The book begins by examining Dummett's views on language. Only against that setting can one fully appreciate his conception of the realism issue. With this in place, Weiss returns to Dummett's views on the nature of meaning and understanding to unfold his challenge to realism. Weiss devotes the remainder of the book to examining the anti-realist position. He discusses anti-realist theories of meaning and then investigates anti-realism's revisionary consequences. Finally, he engages with Dummett's discussion of two difficult challenges for the anti-realist: the past and mathematics.
Dummett is one of the most influential philosophers of modern times. This book is a sympathetic and accessible study, aiming not only to expose but to engage both with Dummett's philosophical thought and with his philosophical character.
Customer Reviews:
Poor Addition to Weak Series.......2007-05-10
Michael Dummett by Bernhard Weiss is an instalment in the Philosophy Now Series Published by Princeton University Press. The following comments are offered for potential readers/purchasers.
This is the third instalment in the Philosophy Now Series that I have read. I have previously looked at the contributions discussing Searle and Rorty (they were on sale at my local bookstore for $3, and being an avid student of philosophy I couldn't resist). Despite their low cost, however, I have been disappointed with the series. Though the scholarship seems generally sound, the series seems to miss the mark. Where is the audience? On the one hand, they are too jargon laden and specific to be accessible to the lay reader, while on the other hand, they are too superficial to appeal to a more expert audience.
It strikes me that there are two key reasons for the failure of this series, the philosophers under consideration and the quality of writing. With regard to the former, thought they are capable individuals, Dummett and Searle (Rorty to a lesser degree) are secondary thinkers who comment and expanding upon existing arguments - I respect their effort, however, this narrowness does make their less appealing to a non-philosophical audience. This is the lesser of my two criticisms.

■ Directives ■
#1 Retype the portion of the Dummett passage between "This is the third" and "more expert audience.", inclusive.
#2 According to the Dummett passage, which two difficult challenges for the anti-realist does Weiss take up in the final part of the book?
#3 Proceed with the Dummett passage, starting after its final sentence.

■ Provided data ■
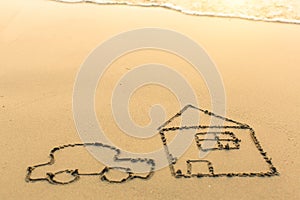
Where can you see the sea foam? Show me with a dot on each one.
(285, 11)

■ Results of the exercise ■
#1
This is the third instalment in the Philosophy Now Series that I have read. I have previously looked at the contributions discussing Searle and Rorty (they were on sale at my local bookstore for $3, and being an avid student of philosophy I couldn't resist). Despite their low cost, however, I have been disappointed with the series. Though the scholarship seems generally sound, the series seems to miss the mark. Where is the audience? On the one hand, they are too jargon laden and specific to be accessible to the lay reader, while on the other hand, they are too superficial to appeal to a more expert audience.

#2 The past and mathematics.

#3
The more significant criticism is the quality of writing. The contributions in the Philosophy Now series I have read range from mediocre to poor, with Weiss' book being the weakest. Even with a background in analytic philosophy I find Weiss aggravating and difficult to follow. He requires too much decoding for a secondary source - I had to reread many sections and was often left thinking that the point in question could have been stated more clearly. In these types of introductory works the author should strive to make the subject matter more accessible not more confusing. Weiss often takes relatively straight-forward ideas and makes them nearly incomprehensible - his discussion of Frege's views of sense and reference is an example. In general Weiss' language come off as overly contrived and self satisfied, concerned with more with appearing learned than being helpful to the reader.
Overall, I applaud the idea of introducing contemporary philosophers to a wider audience. My criticism with this text, and the series in general, is that it doesn't seem to work. In my opinion, accessing the thinkers directly, or simply googling them on-line, is preferable to this series - especially this particular contribution.
Needlessly dry and pedantic style mars this introductory text.......2007-04-11
I just picked this up as a remainder at Strand in NYC for $10, so I suppose I have little right to complain. Nevertheless, I have to admit at being disappointed with the book. The author's manner is unnecessarily terse, perhaps better suited to an academic journal than to a general introduction. In this respect, Karen Green's volume on Dummett is far superior. Not only is her style more discursive, but she always seems eager to elaborate on the background to Dummett's preoccupations, as well as to link his thought to that of other philosophers. (At one point she even veers into an explication of Berkeley's particular brand of idealism.) Even more importantly, Green is much more disposed to periodically remind her readers of the larger philosophical issues at stake. (I grant that such a bent is absent not only from Weiss' book, but too often from this entire subdivision of the discipline, which has a tendency to get mired in, or obsessed with, technical minutiae -- something I learned early on in an undergraduate course under Davidson.) There are some issues that Weiss touches on which are absent from Green's account, such as his early discussion of Dummett's conventionalism vs. Davidson's interpretivism. In addition, one does get the sense that he is trying to present a systematic and synoptic account of Dummett's philosophy, and that this perhaps accounts in part for his ungenerous style. Green, much more sensitive to the shifts and contradictions in Dummett's thought, is correspondingly more expansive, although without any loss of rigor or clarity. In fact, just as reading her exposition reminded me that Anglo-American (i.e. analytical) philosophy could be enjoyable in its own distinctive way, Weiss made me recall why it can just as easily become exasperating and eventually tiresome.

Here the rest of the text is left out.